*Excerpt provided*
## begin

Re: Bigtime scaling of Postgresql (cluster and stuff I suppose)

From: Markus Schiltknecht <markus(at)bluegap(dot)ch>
To: Bill Moran <wmoran(at)potentialtech(dot)com>
Cc: Phoenix Kiula <phoenix(dot)kiula(at)gmail(dot)com>, Postgres General <pgsql-general(at)postgresql(dot)org>
Subject: Re: Bigtime scaling of Postgresql (cluster and stuff I suppose)
Date: 2007-08-28 16:09:52
Message-ID: 46D448D0.4000301@bluegap.ch
Views: Raw Message | Whole Thread | Download mbox | Resend email
Thread:
Lists: pgsql-general

Hi,

Bill Moran wrote:
> While true, I feel those applications are the exception, not the rule.
> Most DBs these days are the blogs and the image galleries, etc. And
> those don't need or want the overhead associated with synchronous
> replication.

Uhm.. do blogs and image galleries need replication at all?

I'm thinking more of the business critical applications, where high
availability is a real demand - and where your data *should* better be
distributed among multiple data centers just to avoid a single point of
failure.

<rant> for most other stuff MySQL is good enough </rant>

> I find that line fuzzy.

Yeah, it is.

> It's synchronous for the reason you describe,
> but it's asynchronous because a query that has returned successfully
> is not _guaranteed_ to be committed everywhere yet. Seems like we're
> dealing with a limitation in the terminology :)

## end

*Stored entries*
## begin

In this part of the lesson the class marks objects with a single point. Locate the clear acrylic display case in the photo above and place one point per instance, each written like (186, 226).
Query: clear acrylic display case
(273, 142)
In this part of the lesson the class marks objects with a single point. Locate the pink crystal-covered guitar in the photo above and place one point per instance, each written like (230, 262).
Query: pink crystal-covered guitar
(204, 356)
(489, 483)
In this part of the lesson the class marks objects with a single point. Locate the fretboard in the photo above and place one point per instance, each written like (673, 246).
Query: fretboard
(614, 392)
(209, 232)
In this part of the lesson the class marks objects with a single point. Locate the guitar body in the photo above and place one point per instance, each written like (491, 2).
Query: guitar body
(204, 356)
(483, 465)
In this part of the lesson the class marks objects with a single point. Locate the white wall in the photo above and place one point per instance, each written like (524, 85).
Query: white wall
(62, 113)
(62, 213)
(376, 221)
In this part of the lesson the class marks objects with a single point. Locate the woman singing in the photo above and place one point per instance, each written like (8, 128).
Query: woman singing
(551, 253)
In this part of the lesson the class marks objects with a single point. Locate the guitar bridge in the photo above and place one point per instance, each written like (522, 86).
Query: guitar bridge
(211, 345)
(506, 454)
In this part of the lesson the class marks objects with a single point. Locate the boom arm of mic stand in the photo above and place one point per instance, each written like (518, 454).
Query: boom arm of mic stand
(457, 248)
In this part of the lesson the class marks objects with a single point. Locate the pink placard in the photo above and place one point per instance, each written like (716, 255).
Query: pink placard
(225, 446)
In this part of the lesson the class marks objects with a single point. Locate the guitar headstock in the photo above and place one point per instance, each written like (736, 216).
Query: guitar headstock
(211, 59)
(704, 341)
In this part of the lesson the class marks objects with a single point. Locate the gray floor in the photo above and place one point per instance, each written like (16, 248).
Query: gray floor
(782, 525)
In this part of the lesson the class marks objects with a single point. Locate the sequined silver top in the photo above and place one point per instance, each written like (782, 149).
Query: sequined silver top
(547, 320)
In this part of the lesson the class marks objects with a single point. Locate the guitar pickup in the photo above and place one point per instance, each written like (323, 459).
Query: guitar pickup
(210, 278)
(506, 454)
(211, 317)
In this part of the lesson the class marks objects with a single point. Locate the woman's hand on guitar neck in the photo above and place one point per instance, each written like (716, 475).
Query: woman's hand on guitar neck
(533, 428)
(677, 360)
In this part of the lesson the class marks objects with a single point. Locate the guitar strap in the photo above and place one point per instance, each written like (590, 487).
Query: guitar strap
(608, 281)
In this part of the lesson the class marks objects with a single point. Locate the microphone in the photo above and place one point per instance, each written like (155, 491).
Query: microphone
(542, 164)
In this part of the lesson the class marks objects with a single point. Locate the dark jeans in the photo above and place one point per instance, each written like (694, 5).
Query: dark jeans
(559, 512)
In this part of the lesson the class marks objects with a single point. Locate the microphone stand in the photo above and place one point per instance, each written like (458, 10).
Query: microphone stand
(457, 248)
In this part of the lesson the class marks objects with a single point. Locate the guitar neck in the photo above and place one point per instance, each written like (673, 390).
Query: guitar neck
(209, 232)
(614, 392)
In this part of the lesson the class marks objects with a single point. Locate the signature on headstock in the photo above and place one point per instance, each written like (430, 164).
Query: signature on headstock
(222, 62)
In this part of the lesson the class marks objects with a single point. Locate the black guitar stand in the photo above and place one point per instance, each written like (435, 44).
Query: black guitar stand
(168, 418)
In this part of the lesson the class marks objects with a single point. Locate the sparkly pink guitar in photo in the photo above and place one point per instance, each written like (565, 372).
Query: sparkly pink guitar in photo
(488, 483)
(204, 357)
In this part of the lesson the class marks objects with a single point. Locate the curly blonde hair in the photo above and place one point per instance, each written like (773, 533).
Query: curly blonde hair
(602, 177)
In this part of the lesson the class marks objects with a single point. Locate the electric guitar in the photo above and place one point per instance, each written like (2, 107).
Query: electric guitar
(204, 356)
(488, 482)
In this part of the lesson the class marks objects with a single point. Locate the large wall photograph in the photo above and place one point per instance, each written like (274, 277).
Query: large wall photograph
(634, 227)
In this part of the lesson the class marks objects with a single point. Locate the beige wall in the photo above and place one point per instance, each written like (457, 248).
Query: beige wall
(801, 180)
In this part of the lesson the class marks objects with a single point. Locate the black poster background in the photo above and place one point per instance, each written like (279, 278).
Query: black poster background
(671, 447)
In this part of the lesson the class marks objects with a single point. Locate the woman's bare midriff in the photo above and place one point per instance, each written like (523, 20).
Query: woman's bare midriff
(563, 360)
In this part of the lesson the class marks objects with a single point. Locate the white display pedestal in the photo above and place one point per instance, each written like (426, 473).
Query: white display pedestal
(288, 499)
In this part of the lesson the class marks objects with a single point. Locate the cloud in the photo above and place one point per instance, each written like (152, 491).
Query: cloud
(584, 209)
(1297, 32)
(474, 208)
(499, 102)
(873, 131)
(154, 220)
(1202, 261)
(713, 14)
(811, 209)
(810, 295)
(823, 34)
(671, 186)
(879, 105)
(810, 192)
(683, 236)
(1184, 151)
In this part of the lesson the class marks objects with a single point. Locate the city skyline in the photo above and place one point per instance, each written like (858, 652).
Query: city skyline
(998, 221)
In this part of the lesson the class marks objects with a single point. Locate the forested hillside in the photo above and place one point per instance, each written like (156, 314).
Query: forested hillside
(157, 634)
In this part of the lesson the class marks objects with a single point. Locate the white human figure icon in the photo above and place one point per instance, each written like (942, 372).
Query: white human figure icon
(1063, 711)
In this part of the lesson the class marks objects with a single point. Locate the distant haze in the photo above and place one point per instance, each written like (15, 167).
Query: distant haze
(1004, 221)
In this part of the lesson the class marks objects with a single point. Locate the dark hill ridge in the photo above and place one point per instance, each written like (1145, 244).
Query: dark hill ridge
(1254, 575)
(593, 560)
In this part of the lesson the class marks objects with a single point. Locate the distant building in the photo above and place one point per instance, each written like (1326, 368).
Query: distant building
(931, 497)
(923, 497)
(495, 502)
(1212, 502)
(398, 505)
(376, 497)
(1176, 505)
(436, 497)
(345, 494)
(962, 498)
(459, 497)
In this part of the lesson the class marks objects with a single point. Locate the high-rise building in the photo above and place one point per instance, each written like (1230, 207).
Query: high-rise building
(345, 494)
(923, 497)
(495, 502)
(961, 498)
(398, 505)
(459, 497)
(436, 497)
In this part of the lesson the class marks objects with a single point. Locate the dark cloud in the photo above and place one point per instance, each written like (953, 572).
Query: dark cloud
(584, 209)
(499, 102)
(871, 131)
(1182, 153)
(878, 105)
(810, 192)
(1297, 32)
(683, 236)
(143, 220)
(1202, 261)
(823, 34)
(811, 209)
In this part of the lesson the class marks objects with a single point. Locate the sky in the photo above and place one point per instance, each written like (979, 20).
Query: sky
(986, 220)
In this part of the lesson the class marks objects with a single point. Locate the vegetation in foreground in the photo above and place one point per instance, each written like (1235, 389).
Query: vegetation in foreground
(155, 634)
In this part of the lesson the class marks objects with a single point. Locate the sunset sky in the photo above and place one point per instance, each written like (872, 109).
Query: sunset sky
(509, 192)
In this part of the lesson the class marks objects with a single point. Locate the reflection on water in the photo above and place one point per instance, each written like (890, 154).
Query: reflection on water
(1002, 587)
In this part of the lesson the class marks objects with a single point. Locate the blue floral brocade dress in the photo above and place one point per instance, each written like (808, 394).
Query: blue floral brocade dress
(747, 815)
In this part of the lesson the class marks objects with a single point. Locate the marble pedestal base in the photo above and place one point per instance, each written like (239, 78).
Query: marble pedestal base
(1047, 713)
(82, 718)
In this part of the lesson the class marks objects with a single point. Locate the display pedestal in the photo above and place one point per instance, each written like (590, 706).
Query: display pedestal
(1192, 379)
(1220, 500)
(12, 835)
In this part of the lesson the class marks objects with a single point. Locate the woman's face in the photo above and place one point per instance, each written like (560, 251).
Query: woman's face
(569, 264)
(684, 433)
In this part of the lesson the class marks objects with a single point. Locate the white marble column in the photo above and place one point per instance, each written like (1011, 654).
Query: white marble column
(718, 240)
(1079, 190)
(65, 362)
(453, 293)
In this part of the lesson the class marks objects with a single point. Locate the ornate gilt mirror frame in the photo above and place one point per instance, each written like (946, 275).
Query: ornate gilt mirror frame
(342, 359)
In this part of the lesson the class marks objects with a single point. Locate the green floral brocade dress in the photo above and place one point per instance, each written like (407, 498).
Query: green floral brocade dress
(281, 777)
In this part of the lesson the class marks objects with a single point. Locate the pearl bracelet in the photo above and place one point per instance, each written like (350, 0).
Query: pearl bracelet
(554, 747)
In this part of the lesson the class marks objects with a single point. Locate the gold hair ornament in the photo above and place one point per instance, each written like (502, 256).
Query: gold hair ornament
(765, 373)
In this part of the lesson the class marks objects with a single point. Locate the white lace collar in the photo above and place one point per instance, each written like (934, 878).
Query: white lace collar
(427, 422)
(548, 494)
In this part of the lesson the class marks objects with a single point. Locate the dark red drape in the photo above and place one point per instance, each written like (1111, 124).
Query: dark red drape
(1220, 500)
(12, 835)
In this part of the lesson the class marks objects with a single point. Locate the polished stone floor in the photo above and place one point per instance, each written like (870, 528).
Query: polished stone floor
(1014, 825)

## end

*Task list*
1 - Answer these questions about the message:
(a) Who is the message from?
(b) On what date was the message sent?
(c) What kind of applications does the writer say he is thinking more of?
2 - Reproduce the part of the message starting with "Date: 2007-08-28 16:09:52" and going on through "not the rule.".

*Solution set*
1 -
(a) Markus Schiltknecht
(b) 2007-08-28
(c) Business critical applications, where high availability is a real demand

2 -
Date: 2007-08-28 16:09:52
Message-ID: 46D448D0.4000301@bluegap.ch
Views: Raw Message | Whole Thread | Download mbox | Resend email
Thread:
Lists: pgsql-general

Hi,

Bill Moran wrote:
> While true, I feel those applications are the exception, not the rule.